# [RECORDED DATA]
# # # #

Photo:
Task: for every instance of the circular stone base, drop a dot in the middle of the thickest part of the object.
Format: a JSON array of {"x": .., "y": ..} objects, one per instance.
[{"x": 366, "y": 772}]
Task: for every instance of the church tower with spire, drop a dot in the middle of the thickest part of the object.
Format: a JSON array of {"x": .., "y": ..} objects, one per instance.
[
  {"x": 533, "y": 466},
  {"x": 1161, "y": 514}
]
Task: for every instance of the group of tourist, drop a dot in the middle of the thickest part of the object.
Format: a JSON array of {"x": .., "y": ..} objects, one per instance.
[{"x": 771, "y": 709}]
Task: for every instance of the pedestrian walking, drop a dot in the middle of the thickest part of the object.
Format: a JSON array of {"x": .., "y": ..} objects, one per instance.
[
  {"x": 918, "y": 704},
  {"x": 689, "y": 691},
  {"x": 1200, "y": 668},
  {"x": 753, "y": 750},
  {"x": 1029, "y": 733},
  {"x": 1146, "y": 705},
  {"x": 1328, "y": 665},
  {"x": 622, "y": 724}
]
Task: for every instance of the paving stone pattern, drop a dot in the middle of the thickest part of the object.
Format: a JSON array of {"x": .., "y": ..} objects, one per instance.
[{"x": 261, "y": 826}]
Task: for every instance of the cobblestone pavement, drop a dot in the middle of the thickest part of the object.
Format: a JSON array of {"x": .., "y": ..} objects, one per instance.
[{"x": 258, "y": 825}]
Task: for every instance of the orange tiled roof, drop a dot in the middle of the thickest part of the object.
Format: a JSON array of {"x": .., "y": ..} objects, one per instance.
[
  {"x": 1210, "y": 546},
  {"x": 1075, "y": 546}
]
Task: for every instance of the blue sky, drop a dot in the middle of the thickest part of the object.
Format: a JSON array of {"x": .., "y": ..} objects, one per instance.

# # # #

# [TASK OBJECTIVE]
Write the lines out verbatim, from the one with "Task: for every instance of the orange" through the last line of the entries, and stop there.

# [RESPONSE BOX]
Task: for every instance of the orange tiled roof, drop a dot in the middle of the thickest part of the object.
Format: a JSON array of {"x": .., "y": ..} objects, one per instance.
[
  {"x": 1210, "y": 546},
  {"x": 1075, "y": 546}
]
Task: for every instance of the blue sky, drop a dot in the middle of the thickest part of the object.
Format: a JSON array of {"x": .., "y": ..} objects, one per instance.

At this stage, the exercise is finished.